> [WHAT TO WORK ON]
a - Write out the article on the Michelle Obama cartoon from "Last year, 16-year" up to and including "cartoon sure is.".
b - In the article on the Michelle Obama cartoon, what caption appears on Ben Garrison's cartoon?
c - Please recast the paragraph of the article on the Michelle Obama cartoon that begins "Mrs. Obama has two Ivy League degrees" as a short bulleted list.

“Stunning” is a word frequently associated with First Lady Michelle Obama in mainstream publications. But in the darker corners of the web, some conservatives churn out a steady stream of sexist and racist memes, videos, essays and of course cartoons, about her.
Ben Garrison, no stranger to controversy, recently caught the attention of many when he created and published a cartoon comparing Michelle Obama to Melania Trump.
The cartoon, which is making the rounds on conservative sites and provoking the ire of progressives, depicts an unflattering, muscle bound, manly looking Mrs. Obama next to a sexy, ultra feminine Mrs. Trump. The caption says “Make the First Lady great again.”
The cartoon clearly depicts that how these two women look is the most important contribution they make to the country.
Why are looks even discussed when we talk about any First Lady? Why is Mrs. Obama not recognized for her accomplishments before and during her White House tenure?
Mrs. Obama has two Ivy League degrees. Her career has been on hold while she has faithfully and effectively taken on initiatives to help our country. Childhood obesity has decreased since her program to address it began. Her commitment to military families has enriched the lives of thousands. But the focus is on how she looks, which brings us to the next point.
Melania Trump is the embodiment of the white standard of beauty. If beauty is what constitutes a great First Lady, and it isn’t, there is nothing Michelle Obama can do to meet this standard. It is physically impossible.
The cartoonist, like many before him who mock the appearance of Mrs. Obama, do so with no hint of an ability or willingness to examine their own prejudices about what constitutes beauty. Black women who are considered beautiful in our modern context almost always have features that closely match the white standard of beauty—light skin, long hair, smaller noses, and a slender frame.
Last year, 16-year old feminist and actress Amandla Stenberg said it best in an Instagram post that went viral:
“Black features are beautiful. Black women are not. White women are paragons of virtue and desire. Black women are objects of fetishism and brutality,” Stenberg wrote. “This, at least, seems to be the mentality surrounding black femininity and beauty in a society built upon eurocentric beauty standards.”
Garrison, an independent political cartoonist, is acutely aware that he is considered racist in many circles. On his website, he says he is the “target of an ongoing smear campaign to ruin his online reputation and his career as a commercial artist.” He maintains that he is not racist.
He may not be, but this cartoon sure is.

> [EXTRACTED ENTRIES]
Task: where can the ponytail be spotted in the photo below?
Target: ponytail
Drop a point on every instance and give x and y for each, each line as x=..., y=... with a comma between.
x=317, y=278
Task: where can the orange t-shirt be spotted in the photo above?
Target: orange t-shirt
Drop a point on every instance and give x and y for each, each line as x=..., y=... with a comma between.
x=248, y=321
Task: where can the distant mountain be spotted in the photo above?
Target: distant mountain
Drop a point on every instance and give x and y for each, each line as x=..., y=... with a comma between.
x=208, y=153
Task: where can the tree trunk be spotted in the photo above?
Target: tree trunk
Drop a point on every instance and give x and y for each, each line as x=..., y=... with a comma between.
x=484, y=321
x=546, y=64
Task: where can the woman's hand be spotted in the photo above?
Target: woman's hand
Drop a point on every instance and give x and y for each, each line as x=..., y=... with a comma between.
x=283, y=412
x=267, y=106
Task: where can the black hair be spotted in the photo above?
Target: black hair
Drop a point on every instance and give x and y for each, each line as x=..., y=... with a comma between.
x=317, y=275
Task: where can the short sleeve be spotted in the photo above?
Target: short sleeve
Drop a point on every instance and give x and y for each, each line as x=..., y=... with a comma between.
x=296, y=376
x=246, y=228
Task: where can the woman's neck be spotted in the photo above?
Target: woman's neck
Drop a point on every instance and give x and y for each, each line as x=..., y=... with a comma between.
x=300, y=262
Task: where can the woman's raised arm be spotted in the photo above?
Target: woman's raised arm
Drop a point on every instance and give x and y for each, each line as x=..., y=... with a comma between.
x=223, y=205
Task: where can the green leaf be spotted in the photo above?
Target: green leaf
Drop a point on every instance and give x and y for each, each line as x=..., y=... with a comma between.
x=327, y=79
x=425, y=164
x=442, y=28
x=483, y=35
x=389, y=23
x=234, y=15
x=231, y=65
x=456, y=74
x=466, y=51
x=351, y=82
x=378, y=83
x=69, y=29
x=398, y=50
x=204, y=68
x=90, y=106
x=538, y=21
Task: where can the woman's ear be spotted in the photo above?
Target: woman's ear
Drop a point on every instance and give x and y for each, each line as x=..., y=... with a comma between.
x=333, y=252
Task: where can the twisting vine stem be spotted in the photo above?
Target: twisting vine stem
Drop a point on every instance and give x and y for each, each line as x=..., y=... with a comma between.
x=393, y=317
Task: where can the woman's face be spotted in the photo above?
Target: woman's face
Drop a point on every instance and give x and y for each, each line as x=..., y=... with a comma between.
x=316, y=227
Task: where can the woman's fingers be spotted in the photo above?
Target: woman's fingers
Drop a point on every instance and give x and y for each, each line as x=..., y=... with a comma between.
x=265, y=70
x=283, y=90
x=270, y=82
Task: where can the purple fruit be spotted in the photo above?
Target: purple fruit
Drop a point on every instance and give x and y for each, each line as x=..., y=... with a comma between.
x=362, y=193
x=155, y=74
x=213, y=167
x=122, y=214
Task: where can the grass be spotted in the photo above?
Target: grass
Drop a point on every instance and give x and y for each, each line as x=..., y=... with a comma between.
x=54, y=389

> [OUTPUTS FOR THE TASKS]
a -
Last year, 16-year old feminist and actress Amandla Stenberg said it best in an Instagram post that went viral:
“Black features are beautiful. Black women are not. White women are paragons of virtue and desire. Black women are objects of fetishism and brutality,” Stenberg wrote. “This, at least, seems to be the mentality surrounding black femininity and beauty in a society built upon eurocentric beauty standards.”
Garrison, an independent political cartoonist, is acutely aware that he is considered racist in many circles. On his website, he says he is the “target of an ongoing smear campaign to ruin his online reputation and his career as a commercial artist.” He maintains that he is not racist.
He may not be, but this cartoon sure is.

b - "Make the First Lady great again."

c -
- Mrs. Obama holds two Ivy League degrees.
- She has put her career on hold to take on initiatives that help the country.
- Childhood obesity has decreased since her program to address it began.
- Her commitment to military families has enriched thousands of lives.
- Yet the focus remains on how she looks.